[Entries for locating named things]
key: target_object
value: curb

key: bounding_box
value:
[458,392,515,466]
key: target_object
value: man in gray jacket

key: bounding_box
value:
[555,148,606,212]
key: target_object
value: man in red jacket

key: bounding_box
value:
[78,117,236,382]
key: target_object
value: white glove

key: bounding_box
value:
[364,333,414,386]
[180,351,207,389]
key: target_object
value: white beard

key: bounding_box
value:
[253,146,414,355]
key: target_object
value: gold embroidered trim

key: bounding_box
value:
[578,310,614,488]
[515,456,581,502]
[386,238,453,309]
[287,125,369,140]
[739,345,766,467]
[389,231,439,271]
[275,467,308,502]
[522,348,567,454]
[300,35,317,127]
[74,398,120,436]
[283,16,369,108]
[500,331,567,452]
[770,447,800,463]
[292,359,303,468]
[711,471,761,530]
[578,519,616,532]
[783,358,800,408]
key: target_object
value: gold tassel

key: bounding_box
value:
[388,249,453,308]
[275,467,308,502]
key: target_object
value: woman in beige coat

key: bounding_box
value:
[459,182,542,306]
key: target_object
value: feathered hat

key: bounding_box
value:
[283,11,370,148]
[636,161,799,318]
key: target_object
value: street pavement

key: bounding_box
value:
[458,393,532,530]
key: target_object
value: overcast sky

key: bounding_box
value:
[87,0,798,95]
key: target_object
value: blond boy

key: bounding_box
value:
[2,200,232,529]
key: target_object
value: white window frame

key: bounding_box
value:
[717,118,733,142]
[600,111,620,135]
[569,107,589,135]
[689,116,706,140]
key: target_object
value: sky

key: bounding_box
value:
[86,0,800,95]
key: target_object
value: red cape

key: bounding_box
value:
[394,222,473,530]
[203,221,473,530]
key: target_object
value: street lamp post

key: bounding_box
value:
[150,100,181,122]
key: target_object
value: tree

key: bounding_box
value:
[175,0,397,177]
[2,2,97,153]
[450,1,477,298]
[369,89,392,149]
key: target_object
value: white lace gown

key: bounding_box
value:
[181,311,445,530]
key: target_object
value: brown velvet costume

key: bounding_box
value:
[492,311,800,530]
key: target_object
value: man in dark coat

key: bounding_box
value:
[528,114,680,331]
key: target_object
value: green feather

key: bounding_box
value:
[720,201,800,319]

» **Written task**:
Pull out every line above that contains the word "gold", copying each one in full. Treat the match as case-sensitive.

» **Exercise result**:
value: gold embroidered trim
value: gold tassel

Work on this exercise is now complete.